Please answer these about the forum post below on preg_match_all:
(a) Which PHP function does the poster use to collect the quoted users?
(b) In the output for a post quoting one user, what name is stored in $quotedUsers[1]?
(c) When two users are quoted, which name appears at the start of the single entry in $quotedUsers[1]?

## Text to read
———

0

I'm using preg_match_all to get the quoted users from a post on a forum like so:

    preg_match_all('/quote author=(.*) link=/', $post, $quotedUsers);

The $post string will typically be something like:

[quote author=John link=topic=1234.msg123456#msg123456 date=1234567890]Lorem ipsum dolor sit amet[/quote]
Lorem ipsum dolor sit amet consectetur elit...

The preg_match_all function works fine when only one user is quoted, and returns something like:

Array
(
    [0] => Array
        (
            [0] => quote author=John link=
        )

    [1] => Array
        (
            [0] => John
        )

)

My code loops through each $quotedUsers[1] to get the usernames, and I thought everything was fine. Except, when two users are quoted, it looks more like this:

Array
(
    [0] => Array
        (
            [0] => quote author=Bob link=topic=1234.msg123456#msg13456 date=1234567890]Lorem ipsum dolor sit amet[/quote]

[quote author=John link=
        )

    [1] => Array
        (
            [0] => Bob link=topic=1234.msg123456#msg13456 date=1234567890]Lorem ipsum dolor sit amet[/quote]

[quote author=John
        )

)

What is going on and how do I fix this? I thought preg_match_all would just put all of the usernames into the $quotedUsers[1] array.

———

## Data

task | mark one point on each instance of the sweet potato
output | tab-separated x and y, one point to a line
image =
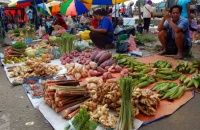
94	54
94	73
104	57
107	63
99	55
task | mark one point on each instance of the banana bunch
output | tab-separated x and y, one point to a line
185	68
162	64
145	81
189	82
167	74
126	61
169	90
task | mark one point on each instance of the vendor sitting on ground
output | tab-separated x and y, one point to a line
60	21
104	33
174	33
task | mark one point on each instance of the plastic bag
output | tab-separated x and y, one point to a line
122	48
132	44
117	29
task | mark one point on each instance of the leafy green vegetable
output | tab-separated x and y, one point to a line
144	38
126	117
89	125
19	45
16	31
81	121
16	34
65	43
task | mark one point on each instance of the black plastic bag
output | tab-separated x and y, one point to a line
122	48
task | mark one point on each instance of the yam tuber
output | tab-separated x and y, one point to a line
104	57
99	55
93	65
94	54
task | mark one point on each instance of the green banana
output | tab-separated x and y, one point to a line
195	76
151	80
121	61
182	91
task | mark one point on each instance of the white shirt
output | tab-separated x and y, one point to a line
146	13
117	10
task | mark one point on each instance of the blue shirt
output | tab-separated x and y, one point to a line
105	23
182	23
184	3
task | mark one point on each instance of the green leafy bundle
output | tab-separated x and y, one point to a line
126	117
19	45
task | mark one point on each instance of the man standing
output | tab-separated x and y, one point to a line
115	14
174	33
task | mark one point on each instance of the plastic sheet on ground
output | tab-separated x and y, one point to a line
58	123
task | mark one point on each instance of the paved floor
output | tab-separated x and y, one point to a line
17	113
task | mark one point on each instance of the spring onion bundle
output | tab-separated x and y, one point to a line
126	118
65	43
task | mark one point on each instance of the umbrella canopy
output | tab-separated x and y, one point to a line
4	1
44	9
53	3
16	4
103	2
74	8
33	1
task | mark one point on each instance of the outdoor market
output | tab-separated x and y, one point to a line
95	64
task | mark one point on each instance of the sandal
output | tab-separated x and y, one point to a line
162	53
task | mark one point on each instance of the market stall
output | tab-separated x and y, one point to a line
65	81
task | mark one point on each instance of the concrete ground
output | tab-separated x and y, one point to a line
17	113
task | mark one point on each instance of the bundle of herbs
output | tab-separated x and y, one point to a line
126	117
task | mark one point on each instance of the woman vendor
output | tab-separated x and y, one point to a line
60	21
104	33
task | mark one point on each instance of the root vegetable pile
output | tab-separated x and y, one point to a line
63	94
33	67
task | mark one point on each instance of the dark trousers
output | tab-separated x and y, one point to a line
99	39
115	21
147	22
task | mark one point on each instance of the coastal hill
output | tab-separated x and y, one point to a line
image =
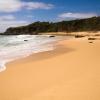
79	25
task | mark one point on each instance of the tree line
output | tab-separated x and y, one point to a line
79	25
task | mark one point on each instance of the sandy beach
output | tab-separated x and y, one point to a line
70	72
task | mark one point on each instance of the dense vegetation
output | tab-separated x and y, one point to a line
89	24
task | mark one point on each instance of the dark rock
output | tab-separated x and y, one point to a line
52	36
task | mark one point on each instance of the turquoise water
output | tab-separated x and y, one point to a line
17	46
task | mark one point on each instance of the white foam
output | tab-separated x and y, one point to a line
14	47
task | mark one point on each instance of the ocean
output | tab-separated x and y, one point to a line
13	47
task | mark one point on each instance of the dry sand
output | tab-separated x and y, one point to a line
70	72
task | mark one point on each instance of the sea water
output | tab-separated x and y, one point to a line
16	46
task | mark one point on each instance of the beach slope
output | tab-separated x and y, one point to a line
70	72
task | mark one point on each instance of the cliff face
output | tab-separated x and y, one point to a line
90	24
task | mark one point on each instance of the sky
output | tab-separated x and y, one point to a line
23	12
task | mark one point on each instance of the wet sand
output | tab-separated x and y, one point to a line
70	72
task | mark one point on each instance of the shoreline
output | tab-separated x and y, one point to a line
70	72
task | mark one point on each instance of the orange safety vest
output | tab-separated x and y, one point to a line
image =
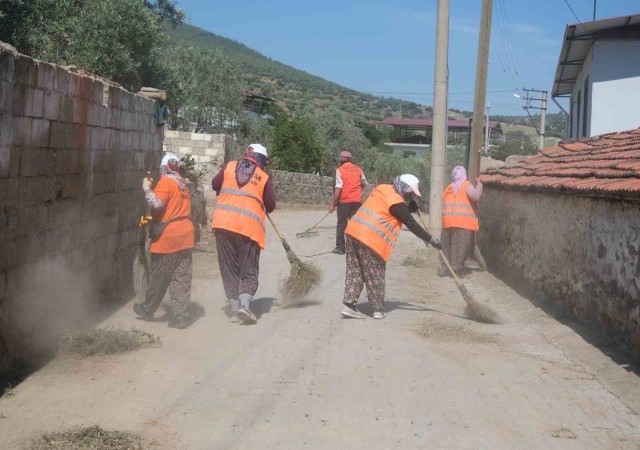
241	209
458	211
351	179
374	225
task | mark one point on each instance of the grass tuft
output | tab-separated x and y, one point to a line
106	341
94	438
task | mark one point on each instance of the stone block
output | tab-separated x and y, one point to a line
40	132
21	132
61	81
58	135
197	151
51	105
6	96
66	109
26	71
19	99
34	103
7	66
81	110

———

## Answer to the problem
(a) preg_match_all
(b) John
(c) Bob